**Aufgaben**
1. Führen Sie alle Beispielsätze aus dem Textauszug über das Wort „auch“ auf, in denen die Verbindung „so wohl … als auch“ vorkommt.
2. Geben Sie den Textauszug über das Wort „auch“ von „[463] Auch, eine“ bis einschließlich „Sätzen zugesellet wird.“ wortgetreu wieder.

**Textauszug**
==========

[463] Auch, eine Conjunction, welche alle Mahl eine Vermehrung des vorher gehenden, oder einen Zusatz zu demselben andeutet, und so wohl einzelnen Wörtern, als auch ganzen Sätzen zugesellet wird.
I. In Ansehung einzelner Wörter vertritt es die Stelle des und, nur daß es nicht so scharf verbindet, als dieses, sondern mehr einen Zusatz bezeichnet. Reichthum und Ehre, auch Vergnügen, alles ist eitel. Ein redlicher, wie auch ein gelehrter Mann. Es sind nunmehr alle Anstalten zu Aufzeichnung der jungen Leute, auch Aushebung der Mannschaft gemacht worden. Ingleichen, in Gesellschaft der sich auf einander beziehenden Partikeln, nicht allein sondern auch; so wohl als auch. Er hat nicht allein sein Vermögen, sondern auch seinen guten Nahmen verloren. So wohl dieses, als auch jenes ist mir verächtlich. Er hat so wohl dich, als auch mich eingeladen. Der Reichthum theilet so wohl den Adel, als auch die Schönheit mit. S. Als, wo bereits bemerket worden, daß das auch in diesem Falle auch weggelassen werden kann. Oft dienet es auch dem und zur Begleitung. Im Walde, und auch auf dem Felde. Zuweilen bezeichnet dieses auch, eine Steigerung oder Gradation der Begriffe, und kann alsdann mit sogar verwechselt werden. Und wenn ich noch zehn, auch zwanzig Jahr warten sollte. Einen noch häufigern Gebrauch aber macht man von dieser Partikel,
II. In Verbindung ganzer Sätze, indem es so wohl einstimmige, als auch entgegen stehende Sätze an einander knüpfet.

==========

**Bereitgestellte Datensätze**
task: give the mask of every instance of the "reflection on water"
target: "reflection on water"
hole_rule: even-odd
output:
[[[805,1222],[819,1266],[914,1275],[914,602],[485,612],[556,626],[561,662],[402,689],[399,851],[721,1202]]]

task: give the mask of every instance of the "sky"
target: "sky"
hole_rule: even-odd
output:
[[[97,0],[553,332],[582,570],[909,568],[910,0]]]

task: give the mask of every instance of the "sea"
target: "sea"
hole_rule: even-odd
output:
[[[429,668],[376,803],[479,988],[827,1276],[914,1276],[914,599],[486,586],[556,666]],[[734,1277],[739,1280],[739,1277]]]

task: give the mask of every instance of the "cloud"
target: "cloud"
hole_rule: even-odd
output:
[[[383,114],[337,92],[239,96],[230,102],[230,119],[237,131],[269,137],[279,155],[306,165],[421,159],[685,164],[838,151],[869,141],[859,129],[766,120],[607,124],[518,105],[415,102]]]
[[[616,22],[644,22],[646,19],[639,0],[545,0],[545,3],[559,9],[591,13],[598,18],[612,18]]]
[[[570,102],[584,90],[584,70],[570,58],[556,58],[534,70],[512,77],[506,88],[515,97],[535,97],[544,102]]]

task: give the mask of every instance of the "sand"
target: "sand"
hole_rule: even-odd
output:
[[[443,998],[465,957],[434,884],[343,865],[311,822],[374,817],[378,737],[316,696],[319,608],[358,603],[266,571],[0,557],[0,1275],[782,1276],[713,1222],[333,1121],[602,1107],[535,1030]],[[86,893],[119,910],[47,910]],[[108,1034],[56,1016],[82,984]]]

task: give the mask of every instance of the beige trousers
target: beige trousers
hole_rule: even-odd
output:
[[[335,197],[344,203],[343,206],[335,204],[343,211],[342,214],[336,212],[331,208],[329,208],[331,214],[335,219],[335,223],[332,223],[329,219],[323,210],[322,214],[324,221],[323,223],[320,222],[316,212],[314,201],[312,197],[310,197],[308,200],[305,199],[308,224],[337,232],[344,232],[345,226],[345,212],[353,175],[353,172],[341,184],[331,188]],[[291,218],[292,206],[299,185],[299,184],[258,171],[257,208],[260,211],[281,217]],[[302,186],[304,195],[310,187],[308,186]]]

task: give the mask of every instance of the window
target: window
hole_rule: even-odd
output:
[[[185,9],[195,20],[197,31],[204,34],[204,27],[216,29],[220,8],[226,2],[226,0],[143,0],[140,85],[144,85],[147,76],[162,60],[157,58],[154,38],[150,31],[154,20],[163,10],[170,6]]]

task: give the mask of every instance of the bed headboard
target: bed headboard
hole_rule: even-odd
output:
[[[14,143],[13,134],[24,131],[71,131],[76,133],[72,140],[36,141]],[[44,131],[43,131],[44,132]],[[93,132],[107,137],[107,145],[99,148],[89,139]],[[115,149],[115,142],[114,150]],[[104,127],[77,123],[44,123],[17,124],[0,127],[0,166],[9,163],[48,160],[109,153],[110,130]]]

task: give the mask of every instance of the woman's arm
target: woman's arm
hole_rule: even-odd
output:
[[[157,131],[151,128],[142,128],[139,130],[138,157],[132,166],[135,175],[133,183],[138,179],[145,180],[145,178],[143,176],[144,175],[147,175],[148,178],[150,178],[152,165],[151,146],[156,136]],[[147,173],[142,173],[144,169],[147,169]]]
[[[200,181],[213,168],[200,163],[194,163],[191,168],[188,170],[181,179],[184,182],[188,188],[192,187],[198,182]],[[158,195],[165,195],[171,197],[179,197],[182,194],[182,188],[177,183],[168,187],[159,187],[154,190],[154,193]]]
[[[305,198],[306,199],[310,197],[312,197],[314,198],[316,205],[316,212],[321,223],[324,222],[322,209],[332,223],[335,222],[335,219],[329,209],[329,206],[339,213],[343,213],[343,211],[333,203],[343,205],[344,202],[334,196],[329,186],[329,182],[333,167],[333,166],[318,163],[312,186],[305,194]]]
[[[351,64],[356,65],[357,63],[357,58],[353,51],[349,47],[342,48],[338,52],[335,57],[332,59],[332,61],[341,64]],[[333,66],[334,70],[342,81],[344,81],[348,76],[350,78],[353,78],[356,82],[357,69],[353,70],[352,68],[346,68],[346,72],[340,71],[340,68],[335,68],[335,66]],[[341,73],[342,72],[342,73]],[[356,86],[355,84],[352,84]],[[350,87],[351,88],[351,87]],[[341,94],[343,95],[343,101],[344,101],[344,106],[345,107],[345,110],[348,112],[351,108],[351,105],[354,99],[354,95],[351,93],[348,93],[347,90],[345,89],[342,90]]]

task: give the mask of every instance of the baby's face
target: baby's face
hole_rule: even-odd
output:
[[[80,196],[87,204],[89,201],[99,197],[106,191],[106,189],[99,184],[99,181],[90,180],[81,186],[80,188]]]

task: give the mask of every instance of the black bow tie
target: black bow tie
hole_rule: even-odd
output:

==========

**Lösungen**
1.
- So wohl dieses, als auch jenes ist mir verächtlich.
- Er hat so wohl dich, als auch mich eingeladen.
- Der Reichthum theilet so wohl den Adel, als auch die Schönheit mit.

2.
[463] Auch, eine Conjunction, welche alle Mahl eine Vermehrung des vorher gehenden, oder einen Zusatz zu demselben andeutet, und so wohl einzelnen Wörtern, als auch ganzen Sätzen zugesellet wird.